> _EXERCISE_
Format the lines below as a numbered list, starting with the line that contains "egret's neck, indicate" and continuing through the last line. Leave out any blank lines.

** Start **

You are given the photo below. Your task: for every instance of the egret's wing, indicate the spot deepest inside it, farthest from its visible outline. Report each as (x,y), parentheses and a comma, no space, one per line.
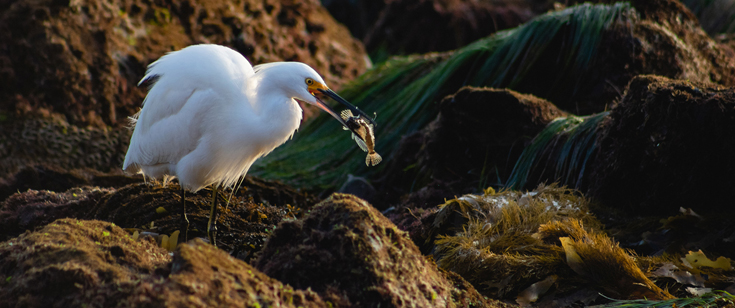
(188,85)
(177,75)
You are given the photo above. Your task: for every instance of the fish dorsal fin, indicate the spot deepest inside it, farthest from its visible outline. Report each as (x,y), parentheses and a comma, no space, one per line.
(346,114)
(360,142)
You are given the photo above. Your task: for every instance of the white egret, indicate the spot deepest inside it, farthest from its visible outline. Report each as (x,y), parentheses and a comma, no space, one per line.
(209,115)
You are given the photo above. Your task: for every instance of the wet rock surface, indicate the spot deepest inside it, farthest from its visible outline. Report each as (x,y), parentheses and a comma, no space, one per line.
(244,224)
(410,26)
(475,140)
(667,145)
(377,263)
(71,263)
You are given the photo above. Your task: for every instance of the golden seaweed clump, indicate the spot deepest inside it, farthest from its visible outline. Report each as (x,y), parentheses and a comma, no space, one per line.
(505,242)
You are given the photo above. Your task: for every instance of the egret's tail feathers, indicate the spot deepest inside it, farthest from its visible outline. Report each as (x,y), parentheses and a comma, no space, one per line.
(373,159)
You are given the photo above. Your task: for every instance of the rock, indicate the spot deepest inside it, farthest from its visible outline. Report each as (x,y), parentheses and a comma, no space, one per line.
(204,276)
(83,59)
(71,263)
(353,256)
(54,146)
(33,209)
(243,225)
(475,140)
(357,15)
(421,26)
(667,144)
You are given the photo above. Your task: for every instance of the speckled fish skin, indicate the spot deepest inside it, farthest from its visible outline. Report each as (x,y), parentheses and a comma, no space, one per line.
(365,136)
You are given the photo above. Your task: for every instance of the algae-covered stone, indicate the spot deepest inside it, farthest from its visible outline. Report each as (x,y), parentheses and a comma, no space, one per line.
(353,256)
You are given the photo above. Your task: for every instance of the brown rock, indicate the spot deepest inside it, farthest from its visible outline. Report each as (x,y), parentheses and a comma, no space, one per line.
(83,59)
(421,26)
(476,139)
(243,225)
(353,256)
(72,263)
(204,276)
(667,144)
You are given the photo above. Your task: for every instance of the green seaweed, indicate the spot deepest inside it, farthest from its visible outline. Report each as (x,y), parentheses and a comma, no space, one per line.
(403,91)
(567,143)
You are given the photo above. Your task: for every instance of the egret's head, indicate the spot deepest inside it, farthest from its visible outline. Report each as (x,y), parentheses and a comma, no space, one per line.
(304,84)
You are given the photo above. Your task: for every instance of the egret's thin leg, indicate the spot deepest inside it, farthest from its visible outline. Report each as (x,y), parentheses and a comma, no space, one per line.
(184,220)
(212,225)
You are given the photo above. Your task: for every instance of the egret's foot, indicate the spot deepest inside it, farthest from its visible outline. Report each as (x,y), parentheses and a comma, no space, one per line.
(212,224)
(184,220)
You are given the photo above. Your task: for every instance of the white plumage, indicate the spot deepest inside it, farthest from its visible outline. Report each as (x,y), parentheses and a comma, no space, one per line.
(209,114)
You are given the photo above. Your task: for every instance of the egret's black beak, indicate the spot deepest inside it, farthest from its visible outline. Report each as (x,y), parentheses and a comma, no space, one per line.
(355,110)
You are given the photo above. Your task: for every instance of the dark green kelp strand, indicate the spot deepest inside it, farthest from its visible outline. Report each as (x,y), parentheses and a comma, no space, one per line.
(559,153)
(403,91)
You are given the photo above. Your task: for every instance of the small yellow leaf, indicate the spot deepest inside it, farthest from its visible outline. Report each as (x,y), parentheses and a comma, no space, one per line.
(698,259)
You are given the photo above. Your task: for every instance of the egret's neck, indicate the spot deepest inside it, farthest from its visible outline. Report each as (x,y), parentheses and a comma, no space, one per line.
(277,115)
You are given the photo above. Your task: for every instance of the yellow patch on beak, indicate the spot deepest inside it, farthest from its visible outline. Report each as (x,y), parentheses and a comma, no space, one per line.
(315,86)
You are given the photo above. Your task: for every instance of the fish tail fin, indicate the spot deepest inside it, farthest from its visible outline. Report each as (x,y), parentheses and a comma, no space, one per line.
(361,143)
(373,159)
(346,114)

** End **

> _FULL ANSWER_
1. You are given the photo above. Your task: for every instance of the egret's neck, indicate the spot deepest inside it, farthest from its visible outline. Report each as (x,y), parentheses and a comma, no space, one per line.
2. (277,115)
3. You are given the photo above. Your task: for every instance of the yellow patch on beak, indicate the spot deepest inside it, farthest from its visible outline. Report each as (x,y), parentheses and a comma, no space, one per line.
4. (315,86)
5. You are given the photo above. Your task: for every instance of the fish tail fin, indicate the spot deepest inside it, farthest from its visible outline. Report each as (x,y), parentheses and a comma, no space, one per line.
6. (361,143)
7. (373,159)
8. (346,114)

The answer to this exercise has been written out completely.